- **The exercise**:
Retype the items from the start through the line containing "[[[17,101],[12,101],[12,106],[17,106]]]", including that line, with the picture left out.

- **Material for this exercise**:
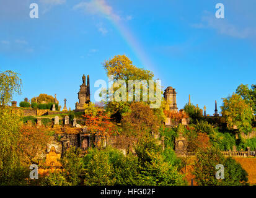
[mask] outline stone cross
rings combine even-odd
[[[74,118],[73,119],[73,127],[75,127],[76,125],[76,118]]]
[[[204,111],[204,113],[203,113],[203,115],[204,115],[205,116],[206,116],[206,107],[205,106],[205,106],[203,107],[203,110],[205,110],[205,111]]]
[[[65,116],[65,125],[69,124],[69,117],[68,116]]]
[[[54,117],[54,124],[59,124],[59,116],[56,116]]]

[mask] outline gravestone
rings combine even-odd
[[[60,123],[59,116],[56,116],[54,118],[54,124],[59,124],[59,123]]]
[[[42,119],[41,119],[41,118],[37,118],[37,126],[42,126]]]
[[[76,118],[74,118],[73,119],[73,127],[75,127],[76,125]]]
[[[187,125],[187,118],[182,118],[182,125]]]
[[[68,111],[67,106],[66,106],[66,103],[67,102],[67,100],[65,98],[64,99],[64,107],[62,110],[63,111]]]
[[[32,121],[31,120],[28,120],[27,121],[27,125],[29,126],[32,126]]]
[[[68,116],[65,116],[65,125],[69,124],[69,117]]]
[[[17,101],[12,101],[12,106],[17,106]]]

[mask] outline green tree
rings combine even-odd
[[[81,174],[83,171],[82,158],[79,157],[81,150],[71,147],[64,153],[61,162],[64,171],[63,175],[66,181],[72,185],[77,185],[82,182]]]
[[[224,179],[216,179],[217,165],[224,166]],[[195,180],[200,186],[244,185],[248,181],[247,173],[234,160],[225,158],[218,148],[199,150],[193,166]]]
[[[90,149],[84,158],[85,179],[87,186],[113,186],[115,184],[114,169],[109,163],[107,153]]]
[[[11,102],[15,93],[20,94],[22,80],[19,74],[12,71],[0,73],[0,104],[6,105]]]
[[[240,95],[245,101],[250,104],[256,113],[256,85],[252,85],[252,88],[248,85],[241,84],[236,89],[236,93]]]
[[[106,109],[110,111],[113,114],[113,118],[119,123],[123,113],[127,113],[129,111],[129,106],[131,102],[128,102],[128,80],[144,80],[142,84],[146,85],[148,87],[148,80],[152,79],[154,74],[152,72],[141,68],[138,68],[133,64],[133,62],[125,55],[115,56],[112,59],[105,61],[104,67],[106,71],[107,75],[113,76],[113,83],[117,82],[118,80],[123,80],[126,85],[126,101],[110,101],[108,103]],[[135,85],[131,88],[133,92]],[[142,89],[142,87],[141,88]],[[118,87],[115,87],[113,93],[109,90],[107,92],[108,97],[113,96],[113,94],[118,89]],[[131,90],[132,89],[132,90]],[[140,98],[142,101],[143,92],[141,92]],[[133,100],[135,100],[136,93],[133,94]]]
[[[71,186],[65,176],[60,173],[50,173],[40,181],[41,186]]]
[[[25,183],[25,171],[18,152],[20,122],[18,114],[12,112],[10,107],[0,107],[0,185]]]
[[[239,95],[235,93],[231,97],[223,99],[221,114],[225,118],[228,129],[238,129],[239,132],[245,134],[252,131],[254,114],[250,105]]]
[[[196,124],[197,120],[200,120],[202,114],[201,114],[201,110],[200,108],[196,107],[193,104],[188,105],[187,103],[184,106],[184,111],[186,112],[190,118],[190,123],[191,124]]]

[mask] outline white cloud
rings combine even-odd
[[[81,2],[73,7],[74,10],[81,10],[86,14],[104,14],[107,17],[120,20],[121,17],[114,13],[113,8],[105,0],[92,0],[90,2]]]
[[[15,41],[15,42],[16,43],[19,43],[19,44],[22,44],[22,45],[28,45],[28,42],[27,42],[26,41],[24,40],[16,40]]]
[[[131,20],[131,19],[133,19],[133,16],[131,15],[128,15],[128,16],[126,16],[126,19],[127,20]]]
[[[10,41],[1,41],[1,43],[4,45],[9,45],[10,44]]]
[[[40,0],[40,2],[45,4],[61,5],[66,2],[66,0]]]
[[[256,35],[254,28],[239,28],[229,23],[226,19],[216,19],[208,12],[202,17],[201,22],[194,24],[192,27],[196,28],[211,28],[216,30],[219,34],[229,35],[234,38],[247,38]]]
[[[108,32],[108,31],[104,27],[99,27],[98,30],[104,35]]]
[[[89,50],[89,51],[90,52],[90,53],[95,53],[95,52],[97,52],[99,50]]]
[[[40,2],[43,6],[42,13],[45,14],[51,10],[53,6],[66,3],[66,0],[40,0]]]

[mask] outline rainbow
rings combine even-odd
[[[145,53],[139,42],[136,39],[131,32],[125,26],[120,17],[113,12],[112,7],[108,6],[105,0],[93,1],[93,3],[95,4],[95,6],[97,6],[100,12],[112,22],[117,31],[120,32],[121,36],[131,50],[135,53],[144,67],[152,71],[155,77],[157,75],[157,71],[154,69],[154,67],[152,62],[150,61]]]

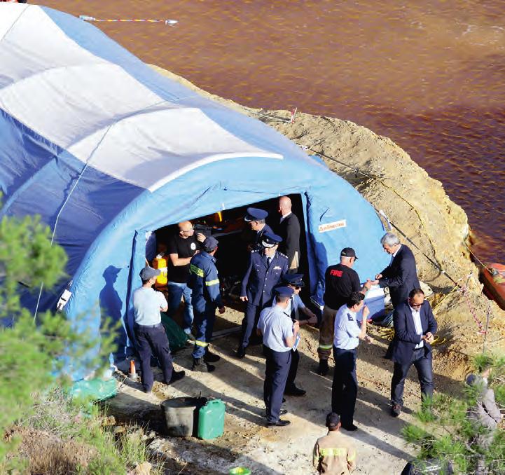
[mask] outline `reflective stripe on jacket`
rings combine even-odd
[[[191,303],[197,312],[205,312],[206,303],[223,306],[215,263],[216,259],[205,251],[195,254],[189,263],[188,287],[193,291]]]
[[[312,458],[320,474],[347,475],[356,468],[356,450],[338,431],[317,439]]]

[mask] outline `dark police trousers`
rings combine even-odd
[[[356,348],[342,350],[333,346],[335,371],[331,387],[331,411],[340,415],[343,427],[352,425],[358,380],[356,378]]]
[[[202,358],[205,356],[209,343],[212,338],[214,324],[216,322],[216,305],[205,303],[204,312],[199,312],[195,308],[193,310],[193,323],[196,327],[195,334],[195,348],[193,350],[193,358]]]
[[[403,385],[405,378],[410,366],[413,364],[417,370],[417,378],[421,383],[421,393],[424,399],[427,396],[433,397],[433,368],[431,366],[431,352],[425,354],[425,347],[414,350],[410,361],[406,364],[394,363],[393,378],[391,380],[391,402],[393,404],[403,405]]]
[[[144,390],[150,391],[154,383],[153,370],[151,369],[151,356],[158,358],[163,371],[165,382],[170,383],[174,366],[163,325],[161,323],[156,325],[134,324],[133,331],[137,338],[141,371],[141,380]]]
[[[249,344],[251,335],[258,324],[260,312],[263,310],[263,307],[259,305],[254,305],[249,302],[246,303],[245,315],[242,321],[242,343],[240,343],[240,345],[244,348],[247,347]]]
[[[276,422],[279,420],[282,397],[288,378],[291,362],[291,350],[274,351],[263,345],[266,356],[263,400],[267,408],[267,420]]]

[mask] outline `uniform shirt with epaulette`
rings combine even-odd
[[[358,326],[356,312],[347,305],[342,305],[335,315],[333,345],[341,350],[354,350],[359,344],[358,336],[361,329]]]
[[[356,449],[338,431],[328,431],[314,446],[312,463],[320,474],[348,475],[356,468]]]
[[[240,296],[247,296],[251,305],[265,306],[272,301],[273,289],[289,270],[288,258],[276,252],[270,266],[262,251],[251,251],[244,275]]]

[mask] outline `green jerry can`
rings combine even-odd
[[[224,432],[226,406],[221,399],[211,399],[198,412],[198,437],[216,439]]]

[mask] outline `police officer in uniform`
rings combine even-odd
[[[353,424],[358,395],[356,348],[359,340],[372,343],[372,339],[366,334],[366,318],[370,310],[364,305],[364,298],[365,296],[361,292],[353,292],[347,305],[342,305],[335,316],[335,372],[331,388],[331,411],[340,415],[343,429],[349,431],[357,429]],[[360,328],[356,316],[362,308],[363,319]]]
[[[195,315],[196,335],[193,352],[193,371],[210,373],[216,366],[214,363],[221,358],[209,351],[209,342],[216,320],[216,308],[224,313],[219,289],[219,279],[214,255],[217,251],[218,240],[212,236],[205,239],[202,249],[195,254],[189,264],[188,286],[192,289],[191,303]]]
[[[249,251],[261,249],[260,243],[265,233],[274,233],[272,228],[265,222],[268,216],[268,212],[264,209],[247,208],[247,212],[244,216],[244,221],[249,223],[250,226],[250,231],[247,235],[247,239],[249,241],[247,247]]]
[[[282,278],[282,283],[284,285],[293,289],[293,296],[289,300],[289,305],[286,310],[293,322],[298,321],[300,326],[307,324],[315,324],[317,322],[317,317],[310,309],[305,307],[300,298],[300,291],[305,287],[303,282],[303,274],[286,274]],[[274,298],[272,305],[275,305],[276,298]],[[305,318],[304,318],[305,317]],[[296,387],[295,379],[300,362],[300,354],[297,349],[292,352],[291,363],[289,367],[289,374],[286,383],[284,394],[286,396],[305,396],[306,391]]]
[[[270,306],[274,287],[288,272],[288,258],[277,252],[282,240],[273,233],[264,233],[260,244],[261,251],[251,251],[247,270],[242,281],[240,300],[246,302],[246,310],[242,322],[242,332],[237,356],[243,358],[249,338],[258,322],[259,313]]]
[[[287,258],[286,259],[287,263]],[[298,333],[298,322],[291,322],[286,312],[293,295],[290,287],[277,287],[276,303],[262,310],[258,322],[258,334],[263,335],[263,351],[266,357],[263,399],[266,406],[268,426],[284,426],[290,424],[280,416],[282,394],[289,372],[291,348]]]
[[[324,308],[319,326],[319,346],[317,348],[319,357],[318,373],[323,376],[328,374],[328,357],[331,353],[337,311],[345,305],[352,292],[361,292],[365,295],[372,285],[368,280],[361,287],[358,273],[352,268],[357,259],[354,249],[344,247],[340,251],[340,262],[328,266],[324,274]]]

- **Task answer**:
[mask] outline stone cross
rings combine even-odd
[[[74,118],[73,119],[73,127],[75,127],[76,125],[76,118]]]
[[[204,111],[204,113],[203,113],[203,115],[204,115],[205,116],[206,116],[206,107],[205,106],[205,106],[203,107],[203,110],[205,110],[205,111]]]
[[[65,116],[65,125],[69,124],[69,117],[68,116]]]
[[[54,117],[54,124],[59,124],[59,116],[56,116]]]

[mask] outline gravestone
rings combine even-odd
[[[60,123],[59,116],[56,116],[54,118],[54,124],[59,124],[59,123]]]
[[[42,119],[41,119],[41,118],[37,118],[37,126],[42,126]]]
[[[76,118],[74,118],[73,119],[73,127],[75,127],[76,125]]]
[[[187,125],[187,118],[182,118],[182,125]]]
[[[68,111],[67,106],[66,106],[66,103],[67,102],[67,100],[65,98],[64,99],[64,107],[62,110],[63,111]]]
[[[32,121],[31,120],[28,120],[27,121],[27,125],[29,126],[32,126]]]
[[[68,116],[65,116],[65,125],[69,124],[69,117]]]
[[[17,101],[12,101],[12,106],[17,106]]]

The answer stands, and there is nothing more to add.